SET PROBLEM. Pick out each line of the listing below that contains the string "building" and copy it. Case counts.

--- begin RECORDS TO USE ---

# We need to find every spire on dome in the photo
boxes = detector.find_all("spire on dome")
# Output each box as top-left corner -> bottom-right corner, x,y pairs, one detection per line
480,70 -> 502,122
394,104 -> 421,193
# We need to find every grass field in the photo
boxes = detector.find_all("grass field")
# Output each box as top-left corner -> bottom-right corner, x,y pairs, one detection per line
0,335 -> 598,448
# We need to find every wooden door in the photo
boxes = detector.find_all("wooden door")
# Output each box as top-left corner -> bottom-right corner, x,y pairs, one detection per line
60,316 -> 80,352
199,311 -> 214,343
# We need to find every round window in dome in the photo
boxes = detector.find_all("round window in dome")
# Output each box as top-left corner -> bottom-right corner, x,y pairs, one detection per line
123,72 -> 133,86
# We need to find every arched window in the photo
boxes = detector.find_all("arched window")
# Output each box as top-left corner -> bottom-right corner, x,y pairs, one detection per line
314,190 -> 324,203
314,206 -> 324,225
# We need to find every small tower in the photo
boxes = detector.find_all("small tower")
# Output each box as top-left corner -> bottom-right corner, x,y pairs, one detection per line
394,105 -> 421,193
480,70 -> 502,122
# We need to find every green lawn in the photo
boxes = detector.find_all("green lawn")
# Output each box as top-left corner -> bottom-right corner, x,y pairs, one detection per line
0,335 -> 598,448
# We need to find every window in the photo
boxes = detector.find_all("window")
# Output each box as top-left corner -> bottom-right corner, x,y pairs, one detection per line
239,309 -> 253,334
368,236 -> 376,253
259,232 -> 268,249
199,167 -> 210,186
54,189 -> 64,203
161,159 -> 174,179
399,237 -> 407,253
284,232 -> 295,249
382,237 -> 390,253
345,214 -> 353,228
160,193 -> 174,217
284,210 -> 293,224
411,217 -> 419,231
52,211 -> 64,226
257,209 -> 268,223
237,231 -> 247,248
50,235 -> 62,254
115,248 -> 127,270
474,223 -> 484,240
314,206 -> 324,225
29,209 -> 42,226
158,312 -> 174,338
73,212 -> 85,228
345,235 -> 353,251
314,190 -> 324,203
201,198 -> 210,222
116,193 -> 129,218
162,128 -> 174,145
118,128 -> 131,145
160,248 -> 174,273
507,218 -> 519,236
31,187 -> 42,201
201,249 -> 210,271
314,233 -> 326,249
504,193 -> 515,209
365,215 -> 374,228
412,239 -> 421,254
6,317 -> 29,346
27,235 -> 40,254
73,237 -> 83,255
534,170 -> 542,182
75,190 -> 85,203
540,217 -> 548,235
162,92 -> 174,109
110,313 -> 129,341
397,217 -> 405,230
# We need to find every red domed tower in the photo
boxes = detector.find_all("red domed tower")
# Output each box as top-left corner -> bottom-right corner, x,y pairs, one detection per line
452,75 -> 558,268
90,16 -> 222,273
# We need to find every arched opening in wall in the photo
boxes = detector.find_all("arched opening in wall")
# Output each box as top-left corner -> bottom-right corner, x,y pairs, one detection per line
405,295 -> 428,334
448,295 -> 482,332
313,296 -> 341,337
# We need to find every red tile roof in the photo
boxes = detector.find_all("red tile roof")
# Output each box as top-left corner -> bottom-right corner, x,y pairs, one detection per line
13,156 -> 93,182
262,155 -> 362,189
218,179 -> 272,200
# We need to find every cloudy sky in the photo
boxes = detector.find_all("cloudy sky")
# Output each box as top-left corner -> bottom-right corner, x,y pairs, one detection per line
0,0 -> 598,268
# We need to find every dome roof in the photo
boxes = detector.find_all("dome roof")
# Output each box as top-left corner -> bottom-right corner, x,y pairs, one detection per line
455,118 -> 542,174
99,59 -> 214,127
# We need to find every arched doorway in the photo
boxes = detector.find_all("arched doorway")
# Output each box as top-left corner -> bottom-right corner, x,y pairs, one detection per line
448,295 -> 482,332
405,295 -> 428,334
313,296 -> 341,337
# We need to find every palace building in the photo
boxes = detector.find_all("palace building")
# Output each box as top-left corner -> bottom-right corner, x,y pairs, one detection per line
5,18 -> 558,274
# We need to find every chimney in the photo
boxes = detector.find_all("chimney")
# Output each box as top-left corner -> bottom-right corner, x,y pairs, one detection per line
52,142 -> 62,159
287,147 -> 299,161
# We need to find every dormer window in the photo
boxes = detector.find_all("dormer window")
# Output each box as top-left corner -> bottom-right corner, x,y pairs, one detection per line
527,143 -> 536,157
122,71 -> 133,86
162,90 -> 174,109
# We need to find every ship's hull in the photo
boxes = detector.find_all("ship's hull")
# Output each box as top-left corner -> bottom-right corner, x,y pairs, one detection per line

--- end RECORDS TO USE ---

TASK ANSWER.
# We need to find every palace building in the photo
boxes = detector.find_all("palace building")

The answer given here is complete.